# [Task statement]
Report how many lines in the items contain the string "mountain". Give only the number.

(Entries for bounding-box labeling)
** start **
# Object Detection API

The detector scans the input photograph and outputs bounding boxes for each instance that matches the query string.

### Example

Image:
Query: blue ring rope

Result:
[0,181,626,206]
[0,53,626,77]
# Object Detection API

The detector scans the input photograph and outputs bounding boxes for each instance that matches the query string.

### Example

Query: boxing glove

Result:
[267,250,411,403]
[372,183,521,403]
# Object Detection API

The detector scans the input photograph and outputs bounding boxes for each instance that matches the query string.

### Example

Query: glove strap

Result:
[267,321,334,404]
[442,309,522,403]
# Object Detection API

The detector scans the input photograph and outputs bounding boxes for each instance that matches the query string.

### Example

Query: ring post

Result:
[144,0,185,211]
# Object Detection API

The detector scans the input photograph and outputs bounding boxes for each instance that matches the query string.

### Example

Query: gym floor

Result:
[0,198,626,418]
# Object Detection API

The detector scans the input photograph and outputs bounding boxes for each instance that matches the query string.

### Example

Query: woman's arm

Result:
** end **
** start **
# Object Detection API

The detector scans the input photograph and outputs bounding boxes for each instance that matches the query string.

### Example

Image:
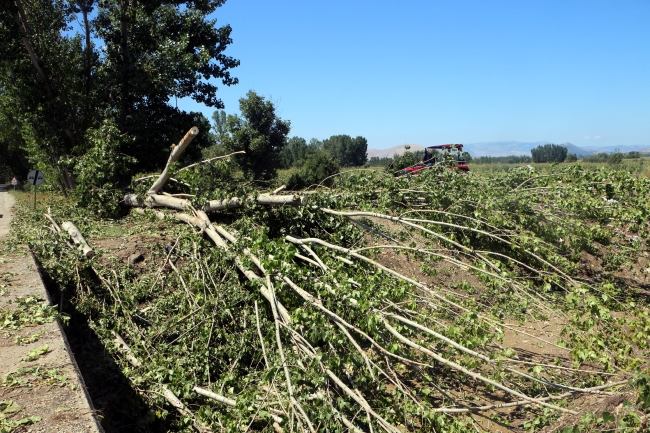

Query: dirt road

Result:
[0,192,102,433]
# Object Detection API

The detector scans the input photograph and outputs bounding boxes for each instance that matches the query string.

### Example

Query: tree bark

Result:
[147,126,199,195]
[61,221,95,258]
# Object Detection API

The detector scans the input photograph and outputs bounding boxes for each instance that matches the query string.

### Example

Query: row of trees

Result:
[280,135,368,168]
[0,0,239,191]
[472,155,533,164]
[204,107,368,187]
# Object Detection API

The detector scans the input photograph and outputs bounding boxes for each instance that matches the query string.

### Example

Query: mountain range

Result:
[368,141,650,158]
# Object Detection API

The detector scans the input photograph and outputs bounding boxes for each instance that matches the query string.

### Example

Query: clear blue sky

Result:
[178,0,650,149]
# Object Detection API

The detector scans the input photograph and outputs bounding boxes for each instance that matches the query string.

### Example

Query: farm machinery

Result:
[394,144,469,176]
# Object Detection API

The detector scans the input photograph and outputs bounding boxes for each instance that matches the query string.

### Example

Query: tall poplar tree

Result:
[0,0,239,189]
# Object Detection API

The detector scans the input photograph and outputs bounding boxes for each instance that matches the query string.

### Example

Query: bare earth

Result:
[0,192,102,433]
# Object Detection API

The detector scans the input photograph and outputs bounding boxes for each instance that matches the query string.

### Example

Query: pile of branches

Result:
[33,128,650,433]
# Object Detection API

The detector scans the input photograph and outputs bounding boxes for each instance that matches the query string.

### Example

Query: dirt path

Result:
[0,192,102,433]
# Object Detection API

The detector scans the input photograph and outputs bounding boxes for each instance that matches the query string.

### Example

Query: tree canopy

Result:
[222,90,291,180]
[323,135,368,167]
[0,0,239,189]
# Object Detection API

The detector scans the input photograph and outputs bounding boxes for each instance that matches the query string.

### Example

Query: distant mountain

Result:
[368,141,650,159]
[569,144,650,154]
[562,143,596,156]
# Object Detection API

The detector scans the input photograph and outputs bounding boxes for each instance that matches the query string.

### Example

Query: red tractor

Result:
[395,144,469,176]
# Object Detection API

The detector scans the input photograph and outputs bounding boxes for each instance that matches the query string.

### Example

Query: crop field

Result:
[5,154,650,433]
** end **
# [Task output]
2